__What is required__
Work out the number of lines below containing the word "vulture" and give nothing besides it.

Stored data entries:
▼▼▼

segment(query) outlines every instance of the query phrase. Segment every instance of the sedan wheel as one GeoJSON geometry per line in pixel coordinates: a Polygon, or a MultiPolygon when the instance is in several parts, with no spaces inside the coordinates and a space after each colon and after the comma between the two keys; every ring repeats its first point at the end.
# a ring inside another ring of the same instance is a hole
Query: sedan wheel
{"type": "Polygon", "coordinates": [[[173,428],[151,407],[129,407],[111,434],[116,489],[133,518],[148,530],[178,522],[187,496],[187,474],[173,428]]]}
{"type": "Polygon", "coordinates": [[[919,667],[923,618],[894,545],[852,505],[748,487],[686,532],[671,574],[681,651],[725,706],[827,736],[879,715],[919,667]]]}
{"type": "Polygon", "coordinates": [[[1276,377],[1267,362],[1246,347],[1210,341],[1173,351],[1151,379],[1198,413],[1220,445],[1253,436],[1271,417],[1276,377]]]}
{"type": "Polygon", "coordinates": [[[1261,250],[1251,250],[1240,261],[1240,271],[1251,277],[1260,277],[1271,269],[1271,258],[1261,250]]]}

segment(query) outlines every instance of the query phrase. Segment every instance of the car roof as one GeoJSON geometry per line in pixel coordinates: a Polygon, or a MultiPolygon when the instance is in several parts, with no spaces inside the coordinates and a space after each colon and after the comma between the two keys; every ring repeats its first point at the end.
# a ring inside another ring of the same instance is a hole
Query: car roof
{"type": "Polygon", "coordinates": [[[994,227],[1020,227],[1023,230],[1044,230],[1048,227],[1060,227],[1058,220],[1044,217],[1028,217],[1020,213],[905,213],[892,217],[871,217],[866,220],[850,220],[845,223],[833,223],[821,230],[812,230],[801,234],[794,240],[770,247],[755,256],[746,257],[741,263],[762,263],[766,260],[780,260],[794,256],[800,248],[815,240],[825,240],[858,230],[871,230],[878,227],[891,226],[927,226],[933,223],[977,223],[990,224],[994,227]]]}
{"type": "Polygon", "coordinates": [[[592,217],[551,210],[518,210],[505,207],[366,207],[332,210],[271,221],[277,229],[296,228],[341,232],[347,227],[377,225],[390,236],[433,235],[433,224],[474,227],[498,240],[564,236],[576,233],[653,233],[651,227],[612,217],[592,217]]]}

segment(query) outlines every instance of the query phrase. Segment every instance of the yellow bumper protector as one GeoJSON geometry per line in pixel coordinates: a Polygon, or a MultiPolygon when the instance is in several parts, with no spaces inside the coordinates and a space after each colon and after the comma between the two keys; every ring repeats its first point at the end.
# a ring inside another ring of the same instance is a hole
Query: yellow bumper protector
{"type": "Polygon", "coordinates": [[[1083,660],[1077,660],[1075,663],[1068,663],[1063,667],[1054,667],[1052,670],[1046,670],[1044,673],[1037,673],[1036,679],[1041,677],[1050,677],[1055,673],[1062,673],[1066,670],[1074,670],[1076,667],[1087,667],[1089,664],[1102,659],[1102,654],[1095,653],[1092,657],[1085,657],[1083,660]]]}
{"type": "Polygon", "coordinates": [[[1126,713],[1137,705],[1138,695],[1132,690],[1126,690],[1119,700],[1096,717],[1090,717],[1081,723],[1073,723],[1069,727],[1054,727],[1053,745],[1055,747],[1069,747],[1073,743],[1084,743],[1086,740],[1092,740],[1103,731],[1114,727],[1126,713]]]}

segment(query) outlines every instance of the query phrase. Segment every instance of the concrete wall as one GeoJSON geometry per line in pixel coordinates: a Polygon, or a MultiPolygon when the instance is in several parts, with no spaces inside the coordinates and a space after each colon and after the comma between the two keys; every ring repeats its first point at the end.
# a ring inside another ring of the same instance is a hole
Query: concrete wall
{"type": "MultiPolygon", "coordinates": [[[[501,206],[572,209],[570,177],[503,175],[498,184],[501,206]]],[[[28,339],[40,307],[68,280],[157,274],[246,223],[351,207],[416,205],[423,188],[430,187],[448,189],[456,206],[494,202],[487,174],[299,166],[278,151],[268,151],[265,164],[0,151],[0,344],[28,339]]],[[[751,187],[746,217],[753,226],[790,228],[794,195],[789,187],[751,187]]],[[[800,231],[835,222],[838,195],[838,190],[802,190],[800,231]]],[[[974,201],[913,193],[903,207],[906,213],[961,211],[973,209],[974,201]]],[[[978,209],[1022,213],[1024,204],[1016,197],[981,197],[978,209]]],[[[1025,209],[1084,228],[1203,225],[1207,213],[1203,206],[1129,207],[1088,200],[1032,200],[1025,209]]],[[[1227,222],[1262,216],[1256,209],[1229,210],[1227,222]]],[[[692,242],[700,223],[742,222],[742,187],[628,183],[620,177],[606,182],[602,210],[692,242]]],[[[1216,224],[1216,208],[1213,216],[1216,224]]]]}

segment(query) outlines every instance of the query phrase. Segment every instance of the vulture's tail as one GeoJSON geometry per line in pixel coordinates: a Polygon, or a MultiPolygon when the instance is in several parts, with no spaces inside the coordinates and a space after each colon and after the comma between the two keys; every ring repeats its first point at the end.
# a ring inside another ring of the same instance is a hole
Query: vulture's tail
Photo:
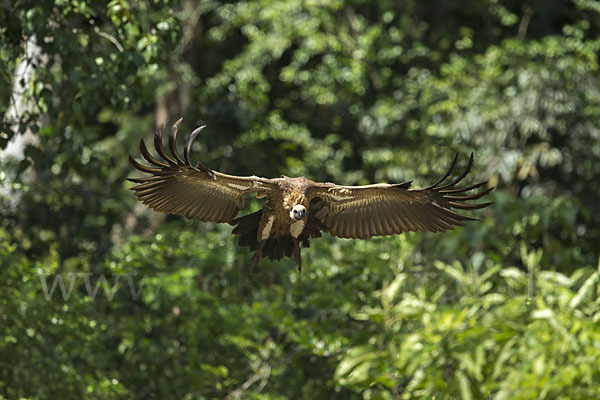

▲▲▲

__Response to the task__
2